ABOUT THIS EXERCISE: Gather every line of the records below that contains the word "negative", matching case exactly.

DATA TO EXAMINE:
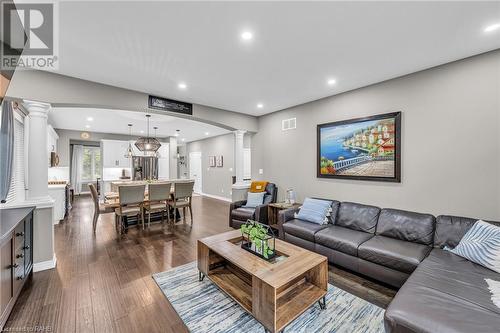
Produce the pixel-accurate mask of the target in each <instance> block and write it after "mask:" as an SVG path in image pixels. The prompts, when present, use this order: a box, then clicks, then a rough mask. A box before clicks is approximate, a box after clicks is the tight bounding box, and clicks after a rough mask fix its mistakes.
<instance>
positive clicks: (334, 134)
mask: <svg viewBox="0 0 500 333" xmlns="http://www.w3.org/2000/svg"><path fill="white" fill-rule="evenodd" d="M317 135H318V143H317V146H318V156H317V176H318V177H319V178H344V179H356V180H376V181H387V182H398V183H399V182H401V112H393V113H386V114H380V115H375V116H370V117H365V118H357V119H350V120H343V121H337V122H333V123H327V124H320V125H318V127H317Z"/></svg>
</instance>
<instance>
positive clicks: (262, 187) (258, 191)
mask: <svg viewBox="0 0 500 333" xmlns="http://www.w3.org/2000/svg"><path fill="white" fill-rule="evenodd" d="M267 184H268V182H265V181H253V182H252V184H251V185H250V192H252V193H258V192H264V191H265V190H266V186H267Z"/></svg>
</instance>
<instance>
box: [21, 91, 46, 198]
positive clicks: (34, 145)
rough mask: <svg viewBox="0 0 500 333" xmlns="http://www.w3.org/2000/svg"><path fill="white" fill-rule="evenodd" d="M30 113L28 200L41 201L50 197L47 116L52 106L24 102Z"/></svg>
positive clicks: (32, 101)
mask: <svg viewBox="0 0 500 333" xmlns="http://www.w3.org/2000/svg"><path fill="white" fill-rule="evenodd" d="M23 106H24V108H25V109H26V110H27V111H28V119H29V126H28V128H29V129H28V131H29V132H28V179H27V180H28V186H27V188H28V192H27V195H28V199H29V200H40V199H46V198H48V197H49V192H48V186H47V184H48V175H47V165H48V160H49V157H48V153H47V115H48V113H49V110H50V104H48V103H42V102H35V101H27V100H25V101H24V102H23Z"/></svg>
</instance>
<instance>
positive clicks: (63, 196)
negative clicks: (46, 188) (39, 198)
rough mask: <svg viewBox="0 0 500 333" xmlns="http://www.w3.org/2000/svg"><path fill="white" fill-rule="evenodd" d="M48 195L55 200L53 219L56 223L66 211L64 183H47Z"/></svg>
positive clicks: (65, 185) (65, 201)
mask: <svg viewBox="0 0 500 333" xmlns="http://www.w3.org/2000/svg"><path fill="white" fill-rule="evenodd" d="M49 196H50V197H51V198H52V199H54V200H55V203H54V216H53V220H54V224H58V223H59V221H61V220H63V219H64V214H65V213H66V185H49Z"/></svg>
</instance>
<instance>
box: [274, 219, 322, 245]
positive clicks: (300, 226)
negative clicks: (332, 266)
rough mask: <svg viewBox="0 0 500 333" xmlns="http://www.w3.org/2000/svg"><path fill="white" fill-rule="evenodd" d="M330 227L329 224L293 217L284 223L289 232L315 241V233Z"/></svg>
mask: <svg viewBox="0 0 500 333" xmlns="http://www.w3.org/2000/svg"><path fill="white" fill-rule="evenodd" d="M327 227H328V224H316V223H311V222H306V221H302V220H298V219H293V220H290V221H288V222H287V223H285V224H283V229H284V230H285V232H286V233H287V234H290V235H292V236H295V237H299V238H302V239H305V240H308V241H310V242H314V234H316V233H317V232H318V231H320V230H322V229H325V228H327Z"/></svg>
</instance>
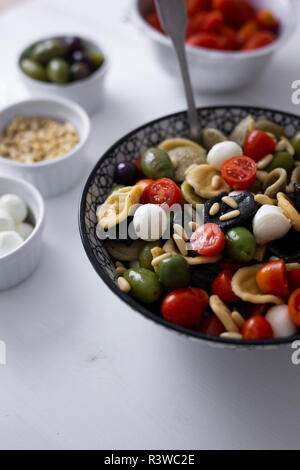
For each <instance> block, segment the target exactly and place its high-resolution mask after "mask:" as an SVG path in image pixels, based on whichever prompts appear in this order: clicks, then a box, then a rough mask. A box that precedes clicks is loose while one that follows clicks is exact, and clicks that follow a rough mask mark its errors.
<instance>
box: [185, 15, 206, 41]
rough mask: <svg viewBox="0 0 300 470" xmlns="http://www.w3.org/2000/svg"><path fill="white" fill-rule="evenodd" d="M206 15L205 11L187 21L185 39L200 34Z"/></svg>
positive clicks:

--

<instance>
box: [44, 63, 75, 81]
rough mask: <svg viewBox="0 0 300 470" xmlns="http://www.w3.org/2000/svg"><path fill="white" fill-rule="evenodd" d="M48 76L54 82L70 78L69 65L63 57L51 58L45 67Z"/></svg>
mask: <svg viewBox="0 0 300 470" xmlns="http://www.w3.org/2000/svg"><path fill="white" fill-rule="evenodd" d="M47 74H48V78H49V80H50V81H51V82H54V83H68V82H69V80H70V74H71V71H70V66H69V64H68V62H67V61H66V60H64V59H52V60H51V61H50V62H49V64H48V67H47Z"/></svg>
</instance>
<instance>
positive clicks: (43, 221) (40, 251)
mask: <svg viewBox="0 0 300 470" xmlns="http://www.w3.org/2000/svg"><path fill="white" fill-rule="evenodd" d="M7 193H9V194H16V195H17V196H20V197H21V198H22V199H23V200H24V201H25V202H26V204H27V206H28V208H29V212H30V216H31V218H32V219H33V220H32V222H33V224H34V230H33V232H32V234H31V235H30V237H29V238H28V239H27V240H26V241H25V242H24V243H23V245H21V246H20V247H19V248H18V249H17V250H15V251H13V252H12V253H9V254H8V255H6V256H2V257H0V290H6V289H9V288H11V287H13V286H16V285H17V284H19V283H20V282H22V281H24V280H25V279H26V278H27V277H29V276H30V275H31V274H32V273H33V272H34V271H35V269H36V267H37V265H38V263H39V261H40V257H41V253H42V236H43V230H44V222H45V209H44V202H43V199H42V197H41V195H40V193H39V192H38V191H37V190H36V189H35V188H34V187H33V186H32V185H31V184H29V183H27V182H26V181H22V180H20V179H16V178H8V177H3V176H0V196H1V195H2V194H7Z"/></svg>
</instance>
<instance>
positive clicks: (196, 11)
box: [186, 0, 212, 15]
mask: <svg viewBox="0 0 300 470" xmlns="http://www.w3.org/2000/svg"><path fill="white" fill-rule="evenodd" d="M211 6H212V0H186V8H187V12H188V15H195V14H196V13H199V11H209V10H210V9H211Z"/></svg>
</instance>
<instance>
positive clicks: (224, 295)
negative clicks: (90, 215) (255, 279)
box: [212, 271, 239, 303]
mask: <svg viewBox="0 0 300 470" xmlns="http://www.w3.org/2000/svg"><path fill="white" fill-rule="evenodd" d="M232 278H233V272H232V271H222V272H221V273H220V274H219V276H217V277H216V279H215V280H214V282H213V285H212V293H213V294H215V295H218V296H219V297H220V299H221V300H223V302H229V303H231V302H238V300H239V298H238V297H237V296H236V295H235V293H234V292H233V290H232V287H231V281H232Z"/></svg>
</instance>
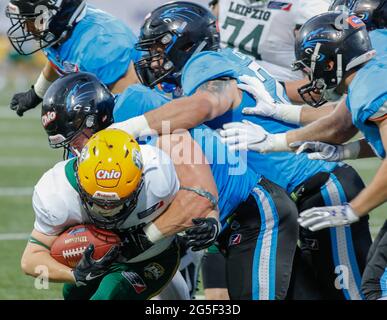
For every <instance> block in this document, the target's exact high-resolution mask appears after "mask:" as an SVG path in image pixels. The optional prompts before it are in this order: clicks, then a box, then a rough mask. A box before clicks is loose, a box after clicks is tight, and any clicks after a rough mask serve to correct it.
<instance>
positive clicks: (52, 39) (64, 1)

EXERCISE RESPONSE:
negative clicks: (46, 188) (39, 198)
negative clicks: (332, 266)
negative clicks: (90, 215) (255, 279)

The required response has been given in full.